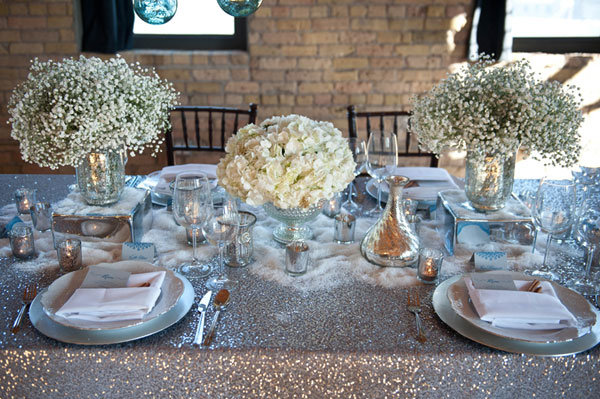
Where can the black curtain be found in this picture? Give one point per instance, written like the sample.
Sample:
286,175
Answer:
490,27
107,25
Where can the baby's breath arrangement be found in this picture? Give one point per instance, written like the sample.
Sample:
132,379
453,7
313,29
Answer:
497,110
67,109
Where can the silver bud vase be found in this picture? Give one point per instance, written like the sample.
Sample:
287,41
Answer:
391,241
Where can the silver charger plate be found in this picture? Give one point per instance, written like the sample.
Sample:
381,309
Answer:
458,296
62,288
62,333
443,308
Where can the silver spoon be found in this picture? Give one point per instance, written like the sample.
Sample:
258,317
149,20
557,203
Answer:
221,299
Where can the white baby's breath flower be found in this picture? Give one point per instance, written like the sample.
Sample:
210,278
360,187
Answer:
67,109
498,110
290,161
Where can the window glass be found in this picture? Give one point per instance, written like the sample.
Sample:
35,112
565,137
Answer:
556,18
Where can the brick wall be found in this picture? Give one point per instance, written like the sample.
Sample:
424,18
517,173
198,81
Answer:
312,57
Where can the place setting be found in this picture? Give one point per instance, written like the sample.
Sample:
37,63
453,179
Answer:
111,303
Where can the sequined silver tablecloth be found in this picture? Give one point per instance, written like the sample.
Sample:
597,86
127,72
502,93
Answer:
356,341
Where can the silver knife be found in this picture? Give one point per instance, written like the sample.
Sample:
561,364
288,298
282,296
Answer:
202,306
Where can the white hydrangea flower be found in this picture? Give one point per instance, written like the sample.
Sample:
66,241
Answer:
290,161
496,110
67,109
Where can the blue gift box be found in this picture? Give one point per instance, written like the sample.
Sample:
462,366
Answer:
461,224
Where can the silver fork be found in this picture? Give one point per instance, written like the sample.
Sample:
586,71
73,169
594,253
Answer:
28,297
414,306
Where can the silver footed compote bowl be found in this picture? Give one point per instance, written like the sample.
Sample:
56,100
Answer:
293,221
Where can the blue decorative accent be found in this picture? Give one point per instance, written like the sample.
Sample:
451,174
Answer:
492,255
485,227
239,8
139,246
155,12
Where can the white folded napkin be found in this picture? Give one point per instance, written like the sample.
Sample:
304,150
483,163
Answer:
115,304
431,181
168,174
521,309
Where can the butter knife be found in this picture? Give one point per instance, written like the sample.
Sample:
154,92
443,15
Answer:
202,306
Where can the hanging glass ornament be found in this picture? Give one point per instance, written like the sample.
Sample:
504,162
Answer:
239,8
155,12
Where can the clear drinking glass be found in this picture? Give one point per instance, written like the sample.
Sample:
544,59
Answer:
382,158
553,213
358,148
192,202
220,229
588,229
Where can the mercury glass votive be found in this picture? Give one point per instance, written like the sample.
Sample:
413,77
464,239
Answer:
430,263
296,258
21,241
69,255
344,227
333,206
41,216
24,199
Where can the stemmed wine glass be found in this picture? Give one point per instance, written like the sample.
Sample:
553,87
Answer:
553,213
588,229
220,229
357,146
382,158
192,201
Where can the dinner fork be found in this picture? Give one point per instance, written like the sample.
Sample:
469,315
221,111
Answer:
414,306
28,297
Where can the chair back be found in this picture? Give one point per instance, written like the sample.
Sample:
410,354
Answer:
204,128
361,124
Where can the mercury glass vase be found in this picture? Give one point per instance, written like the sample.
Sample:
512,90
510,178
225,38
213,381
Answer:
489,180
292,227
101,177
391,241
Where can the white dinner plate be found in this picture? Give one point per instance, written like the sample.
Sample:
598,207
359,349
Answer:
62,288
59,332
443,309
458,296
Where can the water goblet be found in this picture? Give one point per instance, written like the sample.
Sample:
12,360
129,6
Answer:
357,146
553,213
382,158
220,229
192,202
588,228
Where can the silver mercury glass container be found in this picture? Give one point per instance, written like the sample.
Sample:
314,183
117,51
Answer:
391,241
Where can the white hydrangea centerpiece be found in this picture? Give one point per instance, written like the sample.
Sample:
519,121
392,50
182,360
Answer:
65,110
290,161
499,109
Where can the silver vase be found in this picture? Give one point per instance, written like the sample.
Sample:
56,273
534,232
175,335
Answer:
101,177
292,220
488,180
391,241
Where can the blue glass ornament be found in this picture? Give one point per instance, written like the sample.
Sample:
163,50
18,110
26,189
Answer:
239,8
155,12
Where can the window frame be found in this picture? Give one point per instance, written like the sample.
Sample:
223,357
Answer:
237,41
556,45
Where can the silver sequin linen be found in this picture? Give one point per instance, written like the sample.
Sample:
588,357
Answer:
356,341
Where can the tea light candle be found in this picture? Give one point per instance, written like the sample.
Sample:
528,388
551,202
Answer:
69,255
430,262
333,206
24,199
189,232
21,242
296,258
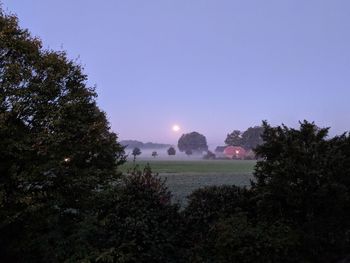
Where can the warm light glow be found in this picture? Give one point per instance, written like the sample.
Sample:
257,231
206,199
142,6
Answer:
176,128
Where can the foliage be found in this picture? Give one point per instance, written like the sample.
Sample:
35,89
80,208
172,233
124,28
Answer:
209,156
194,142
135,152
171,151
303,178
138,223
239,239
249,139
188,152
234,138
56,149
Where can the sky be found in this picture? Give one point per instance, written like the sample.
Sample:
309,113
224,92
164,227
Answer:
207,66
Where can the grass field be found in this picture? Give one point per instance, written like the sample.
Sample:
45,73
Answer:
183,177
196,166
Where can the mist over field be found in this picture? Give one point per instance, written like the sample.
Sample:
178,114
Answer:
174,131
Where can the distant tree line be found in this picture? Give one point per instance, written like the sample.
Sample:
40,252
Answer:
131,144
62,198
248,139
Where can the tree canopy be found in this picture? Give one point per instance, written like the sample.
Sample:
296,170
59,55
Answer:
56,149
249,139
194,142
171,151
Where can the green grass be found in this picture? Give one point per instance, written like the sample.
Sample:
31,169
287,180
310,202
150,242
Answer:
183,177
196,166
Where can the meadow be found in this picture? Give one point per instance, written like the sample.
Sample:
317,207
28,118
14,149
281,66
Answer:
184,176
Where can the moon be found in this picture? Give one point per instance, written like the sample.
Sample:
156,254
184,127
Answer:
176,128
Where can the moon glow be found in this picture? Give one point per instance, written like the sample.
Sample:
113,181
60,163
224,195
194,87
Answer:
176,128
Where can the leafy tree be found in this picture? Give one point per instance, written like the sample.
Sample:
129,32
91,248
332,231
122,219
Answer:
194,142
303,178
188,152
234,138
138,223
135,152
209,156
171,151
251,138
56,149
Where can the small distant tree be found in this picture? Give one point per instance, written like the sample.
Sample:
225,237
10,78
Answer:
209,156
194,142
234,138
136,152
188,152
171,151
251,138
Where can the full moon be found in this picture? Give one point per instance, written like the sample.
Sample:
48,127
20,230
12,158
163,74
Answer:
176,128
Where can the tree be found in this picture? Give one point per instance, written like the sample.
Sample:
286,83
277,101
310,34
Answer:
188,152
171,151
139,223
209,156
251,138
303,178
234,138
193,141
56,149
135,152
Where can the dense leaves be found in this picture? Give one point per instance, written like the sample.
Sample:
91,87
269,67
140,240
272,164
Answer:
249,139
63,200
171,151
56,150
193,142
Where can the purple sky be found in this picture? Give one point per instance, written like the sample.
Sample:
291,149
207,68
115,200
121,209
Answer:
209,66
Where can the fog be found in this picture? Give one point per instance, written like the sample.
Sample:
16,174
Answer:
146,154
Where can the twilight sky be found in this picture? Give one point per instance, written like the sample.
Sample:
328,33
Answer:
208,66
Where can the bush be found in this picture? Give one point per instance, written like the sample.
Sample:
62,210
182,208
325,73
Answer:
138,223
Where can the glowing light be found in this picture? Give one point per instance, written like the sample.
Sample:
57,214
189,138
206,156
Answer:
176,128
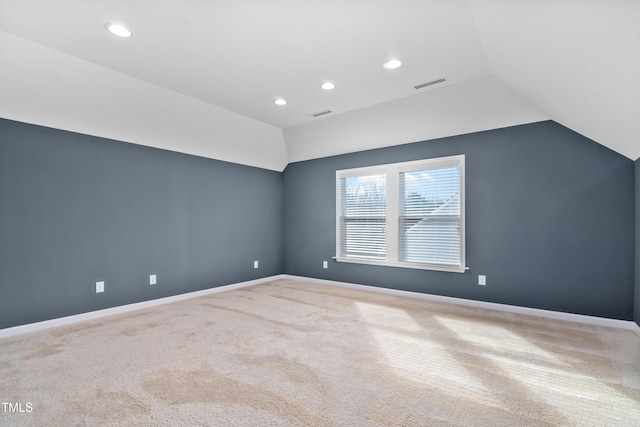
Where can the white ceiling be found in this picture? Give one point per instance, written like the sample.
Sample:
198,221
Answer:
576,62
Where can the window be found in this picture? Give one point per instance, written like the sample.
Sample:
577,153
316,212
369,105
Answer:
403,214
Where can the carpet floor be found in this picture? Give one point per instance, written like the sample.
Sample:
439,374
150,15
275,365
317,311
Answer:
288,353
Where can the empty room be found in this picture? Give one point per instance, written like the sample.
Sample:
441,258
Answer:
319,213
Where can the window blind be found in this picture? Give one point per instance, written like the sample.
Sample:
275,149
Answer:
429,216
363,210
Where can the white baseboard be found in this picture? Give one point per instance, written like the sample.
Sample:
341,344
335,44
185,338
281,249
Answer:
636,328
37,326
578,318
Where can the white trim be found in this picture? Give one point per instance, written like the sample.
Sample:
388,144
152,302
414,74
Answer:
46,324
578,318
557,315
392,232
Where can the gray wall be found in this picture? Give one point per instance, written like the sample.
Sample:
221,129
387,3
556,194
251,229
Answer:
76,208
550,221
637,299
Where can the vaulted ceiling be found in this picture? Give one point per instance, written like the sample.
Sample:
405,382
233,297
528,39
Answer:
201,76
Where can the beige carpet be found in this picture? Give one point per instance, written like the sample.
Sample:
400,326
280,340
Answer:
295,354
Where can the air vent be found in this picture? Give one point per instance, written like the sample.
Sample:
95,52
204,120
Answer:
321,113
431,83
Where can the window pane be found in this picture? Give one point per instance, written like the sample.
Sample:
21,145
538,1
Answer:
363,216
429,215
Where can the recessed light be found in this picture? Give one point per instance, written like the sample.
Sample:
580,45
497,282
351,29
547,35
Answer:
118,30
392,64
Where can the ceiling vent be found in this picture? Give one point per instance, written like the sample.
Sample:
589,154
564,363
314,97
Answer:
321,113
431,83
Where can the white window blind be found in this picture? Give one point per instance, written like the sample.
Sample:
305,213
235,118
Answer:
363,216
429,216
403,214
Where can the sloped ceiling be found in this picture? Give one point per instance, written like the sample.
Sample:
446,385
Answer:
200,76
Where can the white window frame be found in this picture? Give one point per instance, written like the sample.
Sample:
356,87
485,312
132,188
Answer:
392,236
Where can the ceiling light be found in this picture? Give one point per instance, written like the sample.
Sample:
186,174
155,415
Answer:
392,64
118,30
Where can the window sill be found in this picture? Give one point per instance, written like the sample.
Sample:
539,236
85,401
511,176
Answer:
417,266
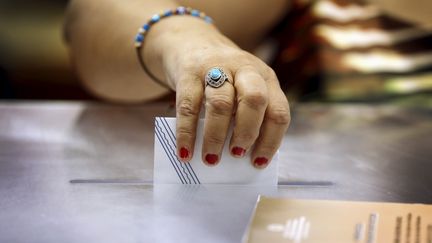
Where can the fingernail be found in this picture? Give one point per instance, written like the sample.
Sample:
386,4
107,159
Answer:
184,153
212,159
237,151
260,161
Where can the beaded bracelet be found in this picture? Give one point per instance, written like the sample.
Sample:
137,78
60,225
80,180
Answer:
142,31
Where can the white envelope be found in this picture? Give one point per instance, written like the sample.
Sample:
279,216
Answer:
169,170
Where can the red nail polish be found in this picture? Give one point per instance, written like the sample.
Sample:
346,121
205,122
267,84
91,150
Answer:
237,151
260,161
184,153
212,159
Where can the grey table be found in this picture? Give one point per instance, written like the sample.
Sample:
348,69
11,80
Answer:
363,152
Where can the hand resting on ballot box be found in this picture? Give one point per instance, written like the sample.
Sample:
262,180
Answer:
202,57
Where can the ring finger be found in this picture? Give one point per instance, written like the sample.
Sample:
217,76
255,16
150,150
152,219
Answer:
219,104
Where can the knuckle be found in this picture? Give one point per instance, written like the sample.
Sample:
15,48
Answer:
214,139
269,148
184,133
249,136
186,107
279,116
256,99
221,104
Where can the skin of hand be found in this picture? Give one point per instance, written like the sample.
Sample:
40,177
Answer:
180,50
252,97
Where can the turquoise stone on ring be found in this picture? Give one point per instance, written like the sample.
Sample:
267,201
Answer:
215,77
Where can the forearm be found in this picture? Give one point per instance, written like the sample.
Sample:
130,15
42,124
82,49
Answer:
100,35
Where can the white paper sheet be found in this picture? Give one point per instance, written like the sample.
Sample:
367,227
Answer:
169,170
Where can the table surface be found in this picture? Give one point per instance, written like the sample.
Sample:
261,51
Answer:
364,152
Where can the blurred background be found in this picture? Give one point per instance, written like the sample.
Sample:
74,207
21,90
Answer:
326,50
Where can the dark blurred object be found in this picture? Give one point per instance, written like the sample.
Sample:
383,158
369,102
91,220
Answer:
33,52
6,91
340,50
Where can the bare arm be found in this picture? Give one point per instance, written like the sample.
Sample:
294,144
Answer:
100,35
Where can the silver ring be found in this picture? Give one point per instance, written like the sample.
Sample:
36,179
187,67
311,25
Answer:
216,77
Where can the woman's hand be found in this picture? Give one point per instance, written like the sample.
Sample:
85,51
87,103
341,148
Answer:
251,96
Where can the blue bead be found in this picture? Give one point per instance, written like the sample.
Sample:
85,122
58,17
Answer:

........

What to work on —
Reproduce the part that opens with the line containing "Where can the turquoise" and runs through the end of the entries, swapping every "picture" for "image" and leaving everything else unchanged.

Result below —
Where can the turquoise stone on ring be found in this image? Give one point per instance, written like the sample.
Sample:
267,201
Answer:
215,77
Where can the forearm be found in this image? Give one point per instance, written like the sample.
Sample:
130,15
42,124
82,49
Answer:
100,35
Where can the white paper sheet be found in this image? Give one point per instance, written like the sample.
Sample:
367,227
Answer:
169,170
Where can the table surface be found in this image? Give one point per instance, written like the sample.
Sample:
261,51
Answer:
364,152
Where can the blurred background be found in this image? Give one point per instance, written like the sample.
Sample:
74,207
21,90
Answer:
326,50
Where can the dark blurred object be found in this image? Give one point per instance, written like the sample.
Sample:
383,158
369,102
91,220
Answer:
33,52
6,91
340,50
Where can the bare arm be found in this image? Give one point per instance, written like the sample.
Sample:
294,144
Answer:
100,35
Where can the silver ring be found in this image? Give one point per instance, written like the sample.
Sample:
36,179
187,67
311,25
Answer:
216,77
Where can the woman's hand be found in this image? Give one point per instance, written like the sample.
Sample:
85,51
87,103
341,148
Answer:
251,96
Where can the blue bead be found in this image? Give one point per instance, written like the sample.
Sample:
85,122
58,17
Answer:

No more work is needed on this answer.